--- SET TASK A ---
In the share buyback passage, copy the text from "It is relatively" up to and including "insider trading liability.".
--- SET TASK B ---
Answer these questions using the share buyback passage:
(i) What share of buyback programs worldwide use the open-market method?
(ii) Which SEC rule sets requirements for stock repurchase in the United States?
(iii) What was the volume of US share repurchases in 2005?

--- READING PASSAGE ---
'''

Share repurchase (or share buyback or stock buyback) is the re-acquisition by a company of its own shares. It represents a more flexible way (relative to dividends) of returning money to shareholders.
In most countries, a corporation can repurchase its own stock by distributing cash to existing shareholders in exchange for a fraction of the company's outstanding equity; that is, cash is exchanged for a reduction in the number of shares outstanding. The company either retires the repurchased shares or keeps them as treasury stock, available for re-issuance.
Under U.S. corporate law, there are six primary methods of stock repurchase: open market, private negotiations, repurchase "put" rights, two variants of self-tender repurchase (a fixed price tender offer and a Dutch auction), and accelerate repurchases. More than 95% of the buyback programs worldwide are through an open-market method, whereby the company announces the buyback program and then repurchases shares in the open market (stock exchange). In the late 20th and the early 21st century, there was a sharp rise in the volume of share repurchases in the United States: US$5 billion in 1980 rose to US$349 billion in 2005. Large share repurchases started later in Europe than in the United States, but are nowadays a common practice around the world.
It is relatively easy for insiders to capture insider-trading-like gains through the use of "open market repurchases". Such transactions are legal and generally encouraged by regulators through safe harbours against insider trading liability.
U.S. Securities and Exchange Commission (SEC) rule 10b-18 sets requirements for stock repurchase in the United States.
Companies typically have two uses for profits. Firstly, some part of profits can be distributed to shareholders in the form of dividends or stock repurchases. The remainder of profits are retained earnings, kept inside the company and used for investing in the future of the company, if profitable ventures for reinvestment of retained earnings can be identified. However, sometimes companies may find that some or all of their retained earnings cannot be reinvested to produce acceptable returns.

'''

--- ENTRIES ---
'''

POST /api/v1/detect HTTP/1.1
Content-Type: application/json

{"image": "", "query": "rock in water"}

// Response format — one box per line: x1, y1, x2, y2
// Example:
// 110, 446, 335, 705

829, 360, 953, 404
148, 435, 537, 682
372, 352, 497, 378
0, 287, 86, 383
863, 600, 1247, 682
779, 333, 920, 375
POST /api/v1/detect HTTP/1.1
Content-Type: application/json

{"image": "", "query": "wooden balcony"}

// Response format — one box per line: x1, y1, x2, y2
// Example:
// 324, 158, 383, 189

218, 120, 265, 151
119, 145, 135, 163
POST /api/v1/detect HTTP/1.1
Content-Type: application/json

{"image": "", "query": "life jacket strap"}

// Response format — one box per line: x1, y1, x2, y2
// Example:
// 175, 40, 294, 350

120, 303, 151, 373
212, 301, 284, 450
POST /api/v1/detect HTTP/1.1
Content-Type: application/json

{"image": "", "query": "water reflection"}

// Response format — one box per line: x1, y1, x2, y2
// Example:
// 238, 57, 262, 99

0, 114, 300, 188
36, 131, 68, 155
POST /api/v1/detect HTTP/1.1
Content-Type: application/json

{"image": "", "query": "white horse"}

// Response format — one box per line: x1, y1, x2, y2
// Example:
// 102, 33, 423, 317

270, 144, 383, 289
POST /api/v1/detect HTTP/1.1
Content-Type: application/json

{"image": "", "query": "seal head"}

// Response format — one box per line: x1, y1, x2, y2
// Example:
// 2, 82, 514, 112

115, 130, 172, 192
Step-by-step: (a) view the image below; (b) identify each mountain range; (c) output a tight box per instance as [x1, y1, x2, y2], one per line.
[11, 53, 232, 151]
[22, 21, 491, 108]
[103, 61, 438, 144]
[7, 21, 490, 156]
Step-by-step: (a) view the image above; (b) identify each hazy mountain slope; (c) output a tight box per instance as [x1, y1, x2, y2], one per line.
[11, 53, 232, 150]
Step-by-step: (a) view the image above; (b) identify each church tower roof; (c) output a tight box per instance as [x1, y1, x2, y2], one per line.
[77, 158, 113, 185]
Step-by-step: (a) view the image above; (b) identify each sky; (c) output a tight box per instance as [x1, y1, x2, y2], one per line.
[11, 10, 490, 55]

'''

--- WORKED SOLUTION A ---
It is relatively easy for insiders to capture insider-trading-like gains through the use of "open market repurchases". Such transactions are legal and generally encouraged by regulators through safe harbours against insider trading liability.

--- WORKED SOLUTION B ---
(i) More than 95%
(ii) Rule 10b-18
(iii) US$349 billion